'''

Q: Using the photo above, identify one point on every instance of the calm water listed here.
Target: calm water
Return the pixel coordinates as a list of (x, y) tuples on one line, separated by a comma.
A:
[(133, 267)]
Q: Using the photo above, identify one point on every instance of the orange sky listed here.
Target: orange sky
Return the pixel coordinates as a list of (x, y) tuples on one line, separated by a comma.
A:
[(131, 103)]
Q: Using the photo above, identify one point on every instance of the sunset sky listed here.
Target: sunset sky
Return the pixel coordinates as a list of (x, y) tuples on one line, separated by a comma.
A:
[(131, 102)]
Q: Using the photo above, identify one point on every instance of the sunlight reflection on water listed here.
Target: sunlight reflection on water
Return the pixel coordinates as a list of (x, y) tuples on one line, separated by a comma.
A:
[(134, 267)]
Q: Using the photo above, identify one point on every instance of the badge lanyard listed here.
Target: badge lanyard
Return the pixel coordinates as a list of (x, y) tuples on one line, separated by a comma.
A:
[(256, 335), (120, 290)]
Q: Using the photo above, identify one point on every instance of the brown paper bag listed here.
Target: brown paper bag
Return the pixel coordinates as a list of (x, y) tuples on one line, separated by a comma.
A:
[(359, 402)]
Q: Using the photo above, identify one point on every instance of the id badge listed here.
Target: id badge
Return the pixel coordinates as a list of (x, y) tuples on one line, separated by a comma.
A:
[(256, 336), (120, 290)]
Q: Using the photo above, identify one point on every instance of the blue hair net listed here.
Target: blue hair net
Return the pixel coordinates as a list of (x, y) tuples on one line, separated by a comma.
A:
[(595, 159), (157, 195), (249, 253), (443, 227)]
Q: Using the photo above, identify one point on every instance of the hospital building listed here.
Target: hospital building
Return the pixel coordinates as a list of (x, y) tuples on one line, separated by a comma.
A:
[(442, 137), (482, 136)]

'''

Put every line of the listing above into a Markdown table with two columns, Number and Content. Give each row a sequential number and skip blank lines.

| Number | Content |
|---|---|
| 1 | Q: Using the photo above, identify one point on every instance of the calm water listed here. |
| 2 | Target: calm water |
| 3 | Return the pixel coordinates as a list of (x, y) tuples on one line, separated by a comma. |
| 4 | A: |
| 5 | [(133, 267)] |
| 6 | Q: Using the photo above, identify one point on every instance of the orange sky listed here. |
| 7 | Target: orange sky |
| 8 | Return the pixel coordinates as a list of (x, y) tuples on one line, separated by a comma. |
| 9 | A: |
| 10 | [(131, 103)] |
| 11 | Q: Using the photo above, identify one point on every instance of the sunset sky listed here. |
| 12 | Target: sunset sky |
| 13 | Return the pixel coordinates as a list of (x, y) tuples on one line, separated by a comma. |
| 14 | A: |
| 15 | [(131, 102)] |
| 16 | Q: Using the photo above, identify one point on every instance of the sunlight reflection on water listed here. |
| 17 | Target: sunlight reflection on water |
| 18 | Return the pixel coordinates as a list of (x, y) tuples on one line, separated by a comma. |
| 19 | A: |
| 20 | [(134, 267)] |
| 21 | Q: Using the photo above, identify one point on every instance of the badge lanyard listed here. |
| 22 | Target: badge lanyard |
| 23 | Return the pixel coordinates as a list of (x, y) tuples on one line, separated by a comma. |
| 24 | A: |
| 25 | [(256, 335), (120, 290)] |
| 26 | Q: Using the photo above, identify one point on every instance of the brown paper bag listed here. |
| 27 | Target: brown paper bag |
| 28 | Return the pixel coordinates as a list of (x, y) tuples on one line, separated by a comma. |
| 29 | A: |
| 30 | [(359, 402)] |
| 31 | Q: Using the photo above, identify one point on every instance of the id badge listed here. |
| 32 | Target: id badge |
| 33 | Return the pixel coordinates as a list of (x, y) tuples on one line, separated by a comma. |
| 34 | A: |
| 35 | [(256, 336), (120, 290)] |
| 36 | Q: Using the photo above, identify one point on every instance of the blue hair net listed here. |
| 37 | Target: blue hair net |
| 38 | Return the pixel coordinates as a list of (x, y) tuples on one line, separated by a comma. |
| 39 | A: |
| 40 | [(595, 159), (157, 195), (249, 253), (443, 227)] |
| 41 | Q: Using the photo above, identify one point on every instance of the hospital building listed here. |
| 42 | Target: hospital building |
| 43 | Return the pixel coordinates as a list of (x, y) tuples on one line, separated by a comma. |
| 44 | A: |
| 45 | [(442, 137), (482, 136)] |